__Text__.
....................

Skip To Main Content
Because of the Angels
  • Literature
  • Theater
  • Theology
Dr. Rachel Kilgore

In our college class on the “Rise of the British Novel,” I argue occasionally that the British novel originated in the 18th century theaters and thus that novels are, in some literal way, dramas. But this may be wrong.  It is possible that novels are not drama because they imitate the theatre, but because they imitate life, and life itself is a drama.  

This is not an unusual position; in Shakespeare’s As You Like It, Jaques famously claims that “All the world’s a stage,/ And all the men and women merely players.” But what if this is not just a metaphor? What if the world is literally a stage? Western cultures from the Beowulfian concept of Middle Earth as a performative battle ground between Heaven and Hell, to the 18th century descriptions of political theatres, to the refined view of the ballroom as a stage where socialites played their parts seem to acknowledge the fundamental reality that the world is literally drama.  

But we rarely consider the audience of the drama. In the political theater, the ballroom and the battlefield, whoever is not currently in the middle of the action is generally considered the audience, but if the whole world is a stage, then that means that actors are only pausing temporarily to watch each other. It does not address who is watching the actors. Who is the audience to the world’s drama?  

Three verses in the epistles give us an intriguing answer. In I Corinthians 11:10, St. Paul says that a woman should wear a head covering “because of the angels.” In I Timothy 5:21, he advises Timothy to rebuke the wayward, “in the presence of God and of Christ Jesus and of the elect angels,” and in Hebrews 13:2, the writer encourages hospitality because strangers might be angels. Though there is much in these verses to wonder at, the assumption running them is surprising and certain; believers should act well because the angels are watching.   

This world is a dramatic stage, and the audience includes the entire unseen world inhabited by God and the angels, by Satan who accuses Job, and by the “great cloud of witnesses” composed of the saints who, in Hebrews 12, died in faith. That world stands toward our time-space continuum just as we stand toward a play or a book in our own, where Elizabeth Bennet is always both accepting and rejecting Mr. Darcy, where Scrooge is constantly both the best keeper of Christmas and also the grinchiest Scrooge. They stand collapsed into a single point of time and space in our world, yet their books may be opened and the story played out in order again. In that world to which our world is a stage, this story is being read aloud, and in our turns we step out and play our parts in the cosmic theater. Those who suffer alone and wish for a witness have a mighty audience. Those who do evil and wish to hide may not.  

This story has not only an audience, but an end – a comic one. And like all good Shakespearian comedies, the wedding dance at the end spills from the stage to the audience and into the street of that eternal city towards which this reality is directed. Wise ones will live in this reality. So may God grant that we may live our lives aware of the stage, suffer our sorrows to the witness of the saints, sin our sins before the face of our graciously suffering Christ, and play our parts well “because of the angels.”

....................

__Task prompt__. Repeat word for word the part of the essay that begins at the words "Three verses in" and stops after "angels are watching.".

__Extracted records__.
....................

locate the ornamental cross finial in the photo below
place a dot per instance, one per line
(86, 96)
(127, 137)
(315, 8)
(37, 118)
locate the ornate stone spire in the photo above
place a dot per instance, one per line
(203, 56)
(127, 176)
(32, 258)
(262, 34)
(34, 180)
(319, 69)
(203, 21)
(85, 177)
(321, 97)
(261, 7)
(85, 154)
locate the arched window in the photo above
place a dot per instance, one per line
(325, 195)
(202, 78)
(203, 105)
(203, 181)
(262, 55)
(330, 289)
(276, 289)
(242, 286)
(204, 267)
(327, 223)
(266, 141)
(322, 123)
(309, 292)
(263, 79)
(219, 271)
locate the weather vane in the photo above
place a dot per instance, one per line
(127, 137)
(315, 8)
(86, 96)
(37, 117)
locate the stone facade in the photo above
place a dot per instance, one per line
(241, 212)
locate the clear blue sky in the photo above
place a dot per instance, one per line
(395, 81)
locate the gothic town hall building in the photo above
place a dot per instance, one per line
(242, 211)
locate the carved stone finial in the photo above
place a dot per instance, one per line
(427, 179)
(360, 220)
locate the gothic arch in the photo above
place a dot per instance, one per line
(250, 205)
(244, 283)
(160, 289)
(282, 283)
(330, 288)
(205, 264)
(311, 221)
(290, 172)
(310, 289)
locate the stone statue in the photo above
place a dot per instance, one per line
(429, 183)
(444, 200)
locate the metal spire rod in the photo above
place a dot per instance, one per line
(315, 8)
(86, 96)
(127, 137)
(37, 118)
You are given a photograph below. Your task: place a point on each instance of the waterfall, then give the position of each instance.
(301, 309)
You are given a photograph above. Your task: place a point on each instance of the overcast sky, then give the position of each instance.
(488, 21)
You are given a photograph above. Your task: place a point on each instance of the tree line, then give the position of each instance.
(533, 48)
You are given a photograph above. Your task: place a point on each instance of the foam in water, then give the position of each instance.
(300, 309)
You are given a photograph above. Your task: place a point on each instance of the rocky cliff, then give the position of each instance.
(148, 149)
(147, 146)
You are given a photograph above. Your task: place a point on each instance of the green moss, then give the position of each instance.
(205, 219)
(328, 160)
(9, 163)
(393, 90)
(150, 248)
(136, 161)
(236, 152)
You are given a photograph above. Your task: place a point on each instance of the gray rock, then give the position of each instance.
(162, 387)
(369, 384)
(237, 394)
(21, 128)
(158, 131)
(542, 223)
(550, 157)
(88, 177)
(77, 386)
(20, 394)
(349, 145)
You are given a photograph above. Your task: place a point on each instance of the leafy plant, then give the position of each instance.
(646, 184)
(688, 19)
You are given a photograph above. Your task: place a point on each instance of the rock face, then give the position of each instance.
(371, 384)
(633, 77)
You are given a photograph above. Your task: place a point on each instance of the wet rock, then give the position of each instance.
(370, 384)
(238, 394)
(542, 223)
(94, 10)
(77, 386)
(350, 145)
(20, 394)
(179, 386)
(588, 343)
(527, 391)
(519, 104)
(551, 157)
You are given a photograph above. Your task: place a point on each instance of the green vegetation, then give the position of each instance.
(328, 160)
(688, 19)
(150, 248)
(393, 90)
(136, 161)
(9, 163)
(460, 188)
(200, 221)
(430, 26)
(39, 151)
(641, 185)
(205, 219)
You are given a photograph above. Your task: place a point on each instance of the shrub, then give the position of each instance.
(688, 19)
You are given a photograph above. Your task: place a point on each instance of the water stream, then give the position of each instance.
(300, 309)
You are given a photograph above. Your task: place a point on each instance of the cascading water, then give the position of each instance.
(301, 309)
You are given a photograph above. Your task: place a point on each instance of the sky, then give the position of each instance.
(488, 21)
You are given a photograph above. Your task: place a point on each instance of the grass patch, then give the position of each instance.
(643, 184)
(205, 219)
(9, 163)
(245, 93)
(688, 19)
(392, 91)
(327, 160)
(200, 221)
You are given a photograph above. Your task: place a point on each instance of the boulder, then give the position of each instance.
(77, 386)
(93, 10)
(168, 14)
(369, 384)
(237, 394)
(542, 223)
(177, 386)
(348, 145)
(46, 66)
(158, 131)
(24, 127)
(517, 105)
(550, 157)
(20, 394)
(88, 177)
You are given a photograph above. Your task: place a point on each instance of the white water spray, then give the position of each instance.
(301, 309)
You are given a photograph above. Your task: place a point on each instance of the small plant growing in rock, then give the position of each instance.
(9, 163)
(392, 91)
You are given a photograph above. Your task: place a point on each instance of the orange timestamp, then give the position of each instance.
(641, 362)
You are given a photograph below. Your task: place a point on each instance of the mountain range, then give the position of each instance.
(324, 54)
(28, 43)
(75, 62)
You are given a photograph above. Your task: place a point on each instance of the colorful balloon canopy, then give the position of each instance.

....................

__Answer to this problem__.
Three verses in the epistles give us an intriguing answer. In I Corinthians 11:10, St. Paul says that a woman should wear a head covering “because of the angels.” In I Timothy 5:21, he advises Timothy to rebuke the wayward, “in the presence of God and of Christ Jesus and of the elect angels,” and in Hebrews 13:2, the writer encourages hospitality because strangers might be angels. Though there is much in these verses to wonder at, the assumption running them is surprising and certain; believers should act well because the angels are watching.